PASSAGE SHOWN
I) Comparison Computer Misuse Acts

The Computer Misuse Acts of the countries of the United Kingdom, Germany, and Singapore will be presented and evaluated in comparison to each others system and values.

1) Computer Misuse Act of the UK

There are basically two acts relating to top computer usage that have been passed by the British government, the Data Protection Act of 1984, and the Computer Misuse Act of 1990[1]. The first act generally deals with the actual procurement and use of personal data, while the second act defines the laws, procedures, and penalties surrounding unauthorized entry into computers. The next two paragraphs will go into more detail as to what exactly these two pieces of legislation encompass.

a. Background

The Data Protection Act of 1984[2] is divided into eight basic principles. The first deals with procurement of data, and generally outlines ways in which data may be processed fairly and lawfully. The next principle deals with the possession of data, and that it should only be held in a specified and lawful manner for a specific purpose. The third item states that data will not used or disclosed for anything other than its intended purpose. The fourth says that once that purpose is finished, is should be disposed of immediately and properly. The following two principles mandate the integrity of the data, stating that it should remain relevant and viable for its intended purpose, and should be kept accurate and up to date at all times. Finally, the last two points deal with the actual ownership of data, saying that it is up to the data user to maintain their own data and make sure adequate security measures are in place to prevent its unauthorized access, alteration, disclosure, or destruction. This act looked very peculiar at the time of its passage, and continues to today, because it seems to place the blame of hacking on the victim, and not on the aggressor. In other words, if a person hacks into ones computers, the computer owner is liable for not effectively defending their own computer from attacks.

As a result of the Data Protection Act’s curious bestowment of security burden on the victim, in 1990, Parliament passed the Computer Misuse Act to supersede many of the provisions of the 1984 act. The act grew out of public outrage over the growing proliferation of destructive hackers, and resulted in a very tough piece of legislation. In the United Kingdom, the British Banking Association has estimated the cost of computer crime at US$ 8 billion a year[3]. Its most significant components were the first three of eighteen sections, which effectively shifted the blame and responsibility of unauthorized access from the attacked to the attacker. Not only did it criminalize expected actions such as unauthorized access, modification, and destruction of material, but it also removed the burden of intent in order to find someone guilty under the act. In other words, someone who succeeded in accessing an unauthorized computer, even if he had no explicit intent of doing so, could be convicted under the act. The next six sections defined the jurisdiction of the act, and it was made broad enough to include prosecuting actions on British soil, at British soil, as well as the procedures for the proper prosecution of conviction of non-British citizens. The remaining sections dealt with the enforcement aspects of the legislation, outlining procedures for trial, search warrants, extradition, and what to do in case proceedings were held in either Scotland or Northern Ireland, who maintain their own separate court systems.

DATA PROVIDED
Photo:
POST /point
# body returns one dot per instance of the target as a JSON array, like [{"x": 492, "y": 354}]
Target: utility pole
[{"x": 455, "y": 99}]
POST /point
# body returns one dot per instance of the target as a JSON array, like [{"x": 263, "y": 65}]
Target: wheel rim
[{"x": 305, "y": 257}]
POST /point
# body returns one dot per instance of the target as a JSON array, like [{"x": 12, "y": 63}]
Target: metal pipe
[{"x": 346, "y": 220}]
* * *
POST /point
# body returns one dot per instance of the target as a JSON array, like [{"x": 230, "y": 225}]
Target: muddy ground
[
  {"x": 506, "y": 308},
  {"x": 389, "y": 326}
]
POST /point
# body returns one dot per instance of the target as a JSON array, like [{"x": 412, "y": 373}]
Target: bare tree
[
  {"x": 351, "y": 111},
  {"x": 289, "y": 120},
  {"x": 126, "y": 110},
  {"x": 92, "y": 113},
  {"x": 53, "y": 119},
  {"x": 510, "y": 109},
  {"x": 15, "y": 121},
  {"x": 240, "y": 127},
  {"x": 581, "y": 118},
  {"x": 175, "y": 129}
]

GIVEN PROBLEM 1
In the passage on computer misuse acts, reproduce the portion that begins at the words "There are basically" and stops after "of legislation encompass.", substituting "Parliament" for "British government".
GIVEN PROBLEM 2
State only how many lines of the entries contain the string "body", treating case as significant.

WRITTEN REPLY 1
There are basically two acts relating to top computer usage that have been passed by the Parliament, the Data Protection Act of 1984, and the Computer Misuse Act of 1990[1]. The first act generally deals with the actual procurement and use of personal data, while the second act defines the laws, procedures, and penalties surrounding unauthorized entry into computers. The next two paragraphs will go into more detail as to what exactly these two pieces of legislation encompass.

WRITTEN REPLY 2
5